**Exercise instructions**
Copy out everything from the start of the records down to the line containing "[[498, 324]]", including both of those lines, and leave the pictures out of your answer.

**Data provided**

⟨

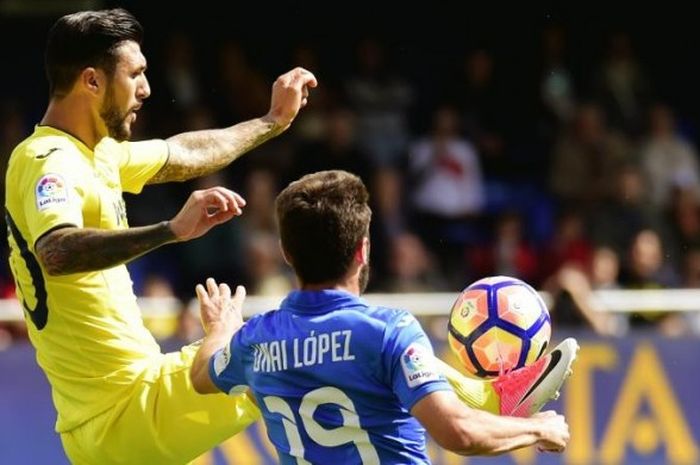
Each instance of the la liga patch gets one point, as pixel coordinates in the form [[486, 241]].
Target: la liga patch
[[418, 366], [51, 190]]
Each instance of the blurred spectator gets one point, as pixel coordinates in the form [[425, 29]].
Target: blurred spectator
[[337, 148], [569, 246], [575, 304], [691, 270], [481, 101], [669, 161], [586, 160], [380, 96], [388, 219], [218, 254], [647, 269], [267, 273], [683, 217], [447, 190], [623, 87], [180, 72], [615, 223], [260, 192], [557, 91], [243, 89], [411, 268], [508, 254]]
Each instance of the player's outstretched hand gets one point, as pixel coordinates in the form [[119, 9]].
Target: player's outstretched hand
[[220, 312], [554, 431], [205, 209], [289, 94]]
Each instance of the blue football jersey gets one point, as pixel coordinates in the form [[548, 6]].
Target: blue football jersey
[[334, 378]]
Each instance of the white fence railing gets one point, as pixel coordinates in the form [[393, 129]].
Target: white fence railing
[[428, 304]]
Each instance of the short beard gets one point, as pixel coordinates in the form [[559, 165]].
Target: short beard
[[117, 128], [364, 278]]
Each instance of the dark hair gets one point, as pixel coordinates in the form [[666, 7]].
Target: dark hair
[[322, 217], [86, 38]]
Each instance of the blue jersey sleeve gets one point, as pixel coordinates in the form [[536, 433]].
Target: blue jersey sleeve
[[226, 368], [410, 362]]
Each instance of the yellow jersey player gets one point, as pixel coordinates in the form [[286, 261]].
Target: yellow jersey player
[[119, 399]]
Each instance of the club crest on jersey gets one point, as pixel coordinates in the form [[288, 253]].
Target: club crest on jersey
[[418, 366], [51, 190]]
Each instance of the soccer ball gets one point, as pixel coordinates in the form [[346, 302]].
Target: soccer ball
[[498, 324]]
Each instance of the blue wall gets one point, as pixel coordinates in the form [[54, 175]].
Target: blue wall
[[630, 401]]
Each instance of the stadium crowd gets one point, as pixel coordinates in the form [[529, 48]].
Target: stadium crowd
[[572, 178]]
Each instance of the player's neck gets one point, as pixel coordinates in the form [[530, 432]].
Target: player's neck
[[76, 117], [348, 285]]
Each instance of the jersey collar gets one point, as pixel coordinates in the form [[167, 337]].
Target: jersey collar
[[320, 301]]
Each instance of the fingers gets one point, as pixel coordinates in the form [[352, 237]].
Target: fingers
[[239, 297], [546, 414], [202, 295], [219, 199], [224, 291], [212, 288]]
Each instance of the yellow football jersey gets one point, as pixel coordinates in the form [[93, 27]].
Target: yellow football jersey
[[86, 327]]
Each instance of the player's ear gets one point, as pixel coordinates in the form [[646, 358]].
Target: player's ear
[[92, 80], [287, 260], [362, 251]]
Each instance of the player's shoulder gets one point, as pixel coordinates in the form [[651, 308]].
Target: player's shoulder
[[41, 147], [390, 317]]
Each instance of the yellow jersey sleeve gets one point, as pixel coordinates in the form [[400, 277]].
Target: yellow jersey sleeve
[[140, 161], [54, 196]]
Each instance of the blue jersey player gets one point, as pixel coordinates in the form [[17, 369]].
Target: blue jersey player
[[339, 381]]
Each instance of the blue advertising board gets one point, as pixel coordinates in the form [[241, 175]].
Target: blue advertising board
[[634, 400]]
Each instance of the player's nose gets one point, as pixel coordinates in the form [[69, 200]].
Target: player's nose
[[144, 89]]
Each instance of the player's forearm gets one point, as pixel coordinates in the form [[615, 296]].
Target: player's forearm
[[194, 154], [469, 431], [75, 250], [494, 435]]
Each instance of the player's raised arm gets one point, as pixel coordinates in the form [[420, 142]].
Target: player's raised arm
[[468, 431], [221, 318], [197, 153]]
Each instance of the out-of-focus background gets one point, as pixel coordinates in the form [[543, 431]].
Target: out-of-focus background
[[556, 146]]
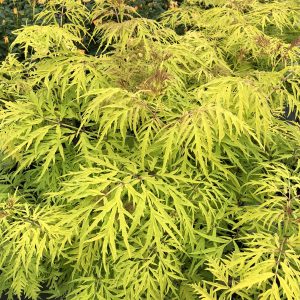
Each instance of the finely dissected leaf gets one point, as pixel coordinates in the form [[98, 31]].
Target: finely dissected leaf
[[150, 159]]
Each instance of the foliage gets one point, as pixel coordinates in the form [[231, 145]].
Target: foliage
[[159, 168], [17, 13]]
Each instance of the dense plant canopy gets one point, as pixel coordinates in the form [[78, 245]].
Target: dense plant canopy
[[162, 167]]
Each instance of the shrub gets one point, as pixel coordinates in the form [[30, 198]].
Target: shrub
[[159, 168]]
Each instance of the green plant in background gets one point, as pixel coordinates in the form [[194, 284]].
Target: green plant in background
[[17, 13], [13, 15], [159, 168]]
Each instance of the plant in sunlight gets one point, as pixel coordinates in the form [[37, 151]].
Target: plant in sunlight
[[165, 166]]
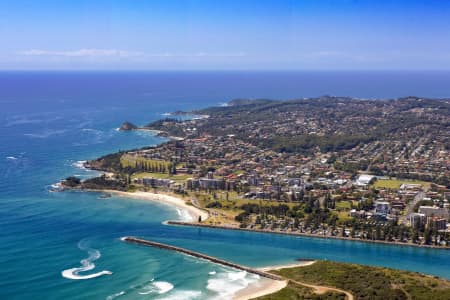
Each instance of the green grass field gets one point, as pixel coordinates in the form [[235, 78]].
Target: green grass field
[[176, 177], [364, 282]]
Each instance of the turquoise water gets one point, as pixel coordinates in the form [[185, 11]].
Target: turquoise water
[[49, 122]]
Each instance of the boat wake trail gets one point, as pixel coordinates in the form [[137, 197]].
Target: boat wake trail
[[87, 264]]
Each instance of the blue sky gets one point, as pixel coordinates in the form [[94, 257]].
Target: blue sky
[[225, 35]]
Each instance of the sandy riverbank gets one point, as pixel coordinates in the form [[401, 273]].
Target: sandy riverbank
[[267, 286], [293, 265], [193, 211], [262, 287]]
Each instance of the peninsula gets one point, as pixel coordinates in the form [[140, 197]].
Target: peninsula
[[371, 170], [330, 167]]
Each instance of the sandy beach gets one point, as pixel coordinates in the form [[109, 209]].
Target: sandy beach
[[193, 211], [264, 286], [267, 286], [279, 267]]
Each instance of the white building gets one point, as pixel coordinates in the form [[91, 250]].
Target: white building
[[364, 180]]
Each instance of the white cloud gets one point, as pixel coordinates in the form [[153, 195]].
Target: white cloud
[[82, 53]]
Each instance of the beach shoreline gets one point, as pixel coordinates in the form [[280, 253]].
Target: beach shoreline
[[267, 286], [262, 287], [169, 200]]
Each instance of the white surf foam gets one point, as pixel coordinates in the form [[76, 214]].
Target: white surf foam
[[79, 164], [157, 287], [181, 295], [184, 215], [114, 296], [87, 264]]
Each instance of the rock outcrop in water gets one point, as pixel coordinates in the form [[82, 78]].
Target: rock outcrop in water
[[127, 126]]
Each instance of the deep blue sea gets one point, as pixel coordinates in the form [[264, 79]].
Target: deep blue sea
[[49, 121]]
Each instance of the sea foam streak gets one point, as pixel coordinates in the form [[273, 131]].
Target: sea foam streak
[[86, 265], [157, 287]]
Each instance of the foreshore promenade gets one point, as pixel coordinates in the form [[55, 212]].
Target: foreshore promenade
[[304, 234]]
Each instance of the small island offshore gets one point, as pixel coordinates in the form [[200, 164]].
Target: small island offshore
[[330, 167]]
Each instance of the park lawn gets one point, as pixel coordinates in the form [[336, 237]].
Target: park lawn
[[295, 292], [343, 205], [127, 160], [176, 177], [395, 184], [343, 216], [366, 282]]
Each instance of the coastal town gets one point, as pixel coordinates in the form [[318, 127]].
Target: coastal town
[[370, 170]]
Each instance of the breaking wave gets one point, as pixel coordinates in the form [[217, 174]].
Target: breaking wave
[[87, 264], [157, 287], [184, 215]]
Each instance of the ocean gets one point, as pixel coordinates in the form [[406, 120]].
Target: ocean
[[67, 245]]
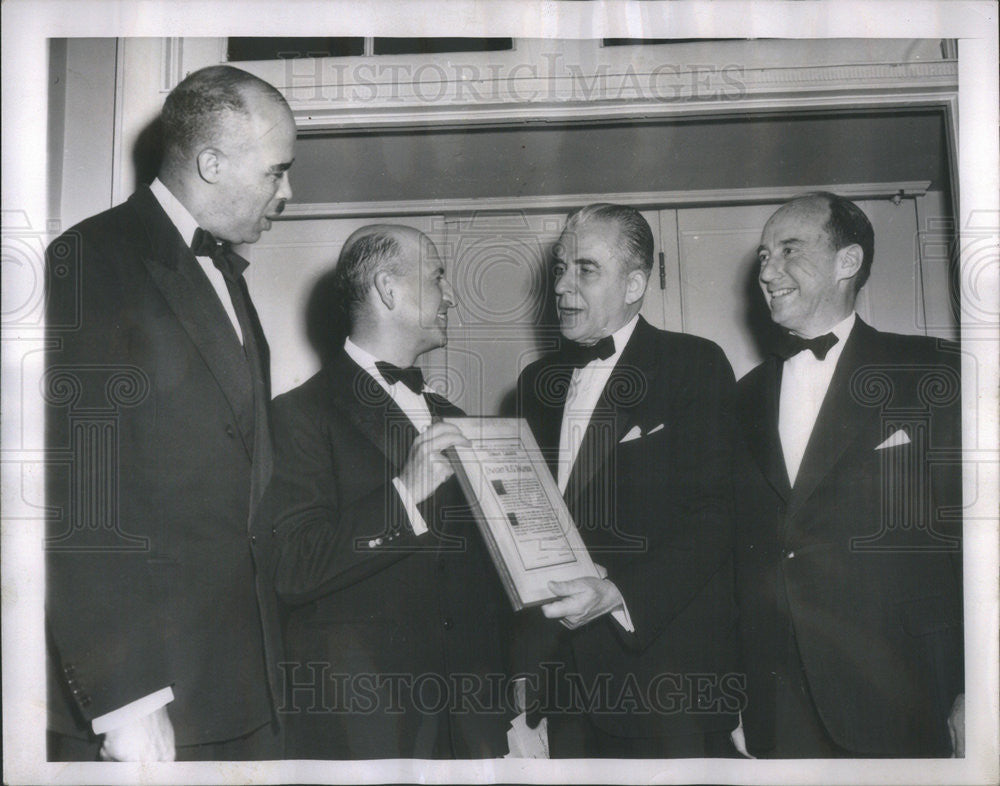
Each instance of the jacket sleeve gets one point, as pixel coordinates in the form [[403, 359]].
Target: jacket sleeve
[[103, 607]]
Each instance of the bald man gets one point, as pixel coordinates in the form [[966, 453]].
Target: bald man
[[157, 384], [397, 617], [849, 530]]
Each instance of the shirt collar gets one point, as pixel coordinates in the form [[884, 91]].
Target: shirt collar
[[179, 215], [368, 361], [622, 335]]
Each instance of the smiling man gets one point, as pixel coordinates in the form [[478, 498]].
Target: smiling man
[[849, 514], [637, 423], [397, 620], [161, 633]]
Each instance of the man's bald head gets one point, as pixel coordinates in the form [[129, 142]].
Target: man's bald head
[[202, 110], [370, 250]]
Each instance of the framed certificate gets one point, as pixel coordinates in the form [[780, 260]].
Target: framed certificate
[[518, 508]]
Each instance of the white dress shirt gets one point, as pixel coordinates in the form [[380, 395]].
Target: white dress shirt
[[585, 388], [414, 407], [804, 383], [186, 225]]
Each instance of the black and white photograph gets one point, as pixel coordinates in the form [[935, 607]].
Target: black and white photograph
[[530, 391]]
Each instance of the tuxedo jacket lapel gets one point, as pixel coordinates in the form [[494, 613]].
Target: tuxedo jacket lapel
[[841, 418], [359, 396], [176, 273], [633, 375], [760, 419]]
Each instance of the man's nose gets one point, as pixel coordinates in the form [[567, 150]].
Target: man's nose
[[285, 188], [768, 270]]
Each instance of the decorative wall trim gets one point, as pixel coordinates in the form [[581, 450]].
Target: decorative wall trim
[[559, 202], [566, 85], [726, 91]]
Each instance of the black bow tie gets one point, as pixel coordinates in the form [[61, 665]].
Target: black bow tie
[[791, 344], [412, 377], [226, 261], [579, 355]]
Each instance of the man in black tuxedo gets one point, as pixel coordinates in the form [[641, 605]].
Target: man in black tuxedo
[[396, 626], [638, 426], [157, 392], [849, 511]]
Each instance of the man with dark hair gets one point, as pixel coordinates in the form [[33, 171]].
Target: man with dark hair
[[638, 427], [397, 621], [849, 514], [157, 389]]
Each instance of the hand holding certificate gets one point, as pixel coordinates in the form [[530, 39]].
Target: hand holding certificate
[[519, 510]]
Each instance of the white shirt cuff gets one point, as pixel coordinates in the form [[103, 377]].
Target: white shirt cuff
[[139, 708], [417, 523], [623, 618]]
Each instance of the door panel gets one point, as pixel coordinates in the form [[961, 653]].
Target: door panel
[[290, 266]]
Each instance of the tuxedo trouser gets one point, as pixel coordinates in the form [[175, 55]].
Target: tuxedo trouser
[[263, 744]]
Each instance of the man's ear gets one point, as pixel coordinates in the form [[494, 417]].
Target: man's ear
[[385, 287], [635, 287], [211, 162], [849, 260]]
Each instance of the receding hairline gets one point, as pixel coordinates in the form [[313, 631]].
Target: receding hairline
[[398, 232], [617, 244]]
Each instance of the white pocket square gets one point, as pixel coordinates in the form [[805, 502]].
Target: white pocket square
[[635, 433], [899, 437]]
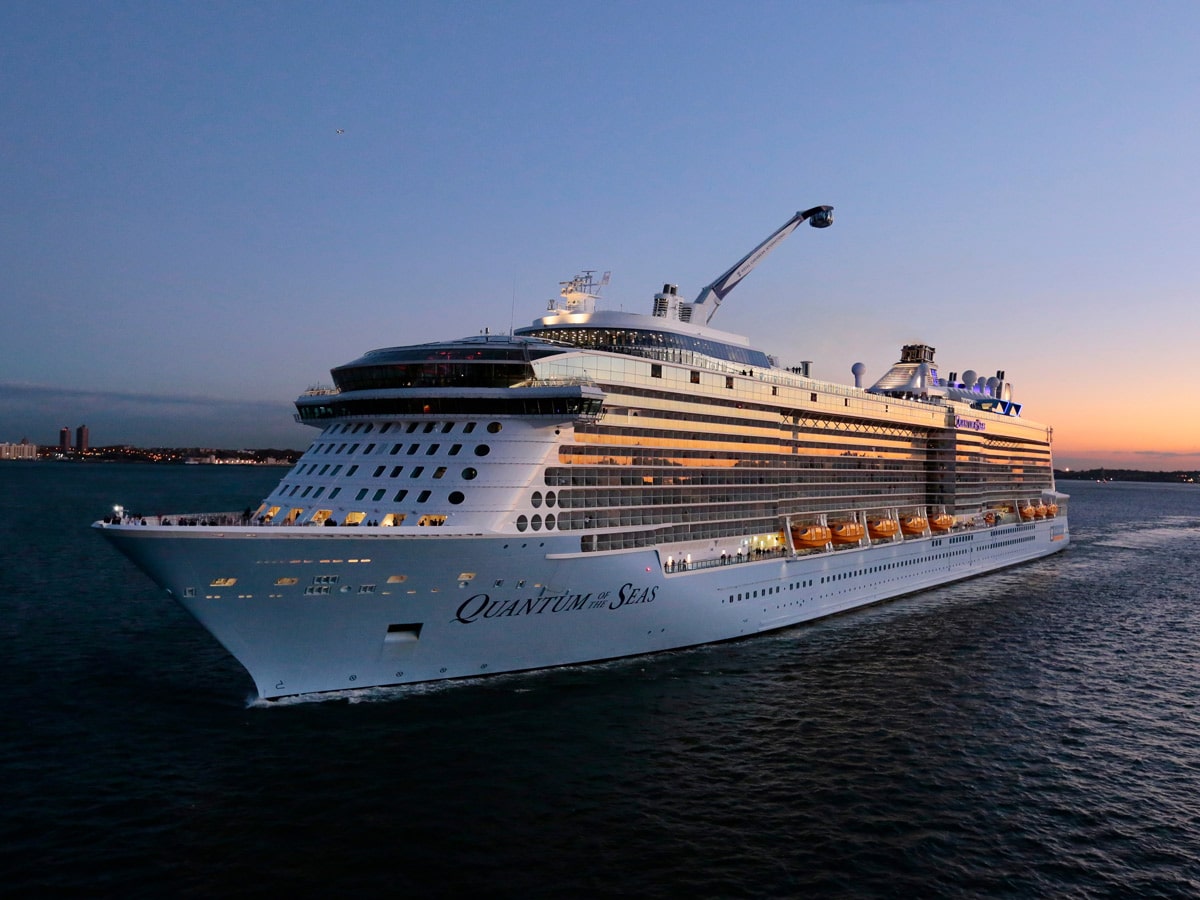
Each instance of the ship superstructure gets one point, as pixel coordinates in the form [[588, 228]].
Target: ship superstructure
[[595, 485]]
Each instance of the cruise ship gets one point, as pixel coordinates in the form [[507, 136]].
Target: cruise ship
[[597, 485]]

⟩

**Written answer**
Each instance of the la liga patch gets one point, as pixel coordinates in the form [[486, 241]].
Target: la liga patch
[[418, 366], [51, 190]]
Each instance of the blurred spectator gets one point, as pixel coordinates in the form [[425, 29]].
Target: blurred spectator
[[337, 148], [569, 246], [575, 304], [691, 270], [481, 101], [669, 161], [586, 160], [380, 96], [388, 219], [218, 254], [647, 269], [267, 273], [683, 217], [447, 190], [623, 87], [180, 72], [615, 223], [260, 192], [557, 91], [243, 89], [411, 268], [508, 254]]
Each instance of the player's outstretched hand gets one point, as pixel coordinates in the form [[119, 9]].
Target: player's outstretched hand
[[220, 312], [554, 431], [205, 209], [289, 94]]
Each instance of the blue football jersey gets one point, as pixel coordinates in the form [[548, 6]].
Target: blue football jersey
[[334, 378]]
Each instance of the white fence railing gets one point, as pixel coordinates in the form [[393, 129]].
Target: white fence railing
[[428, 304]]
Each instance of the short beard gets one point, as pixel coordinates in the form [[559, 165]].
Target: short beard
[[117, 128], [364, 278]]
Each instance of the dark hair gets one point, as pixel coordinates in the form [[666, 7]].
Target: dark hair
[[322, 217], [86, 38]]
Each instance of the blue jersey sleeve gets one point, as pixel coordinates in the form [[536, 433]].
Target: blue jersey sleeve
[[226, 368], [410, 362]]
Each instance of the yellow jersey player gets one point, as pixel coordinates in the form [[286, 261]].
Target: yellow jersey player
[[119, 399]]
Each instance of the club crest on jersey gets one point, as pixel coordinates in the form [[288, 253]].
Target: club crest on jersey
[[418, 366], [51, 190]]
Each instance of the soccer ball gets one point, as pixel coordinates in the form [[346, 302]].
Target: soccer ball
[[498, 324]]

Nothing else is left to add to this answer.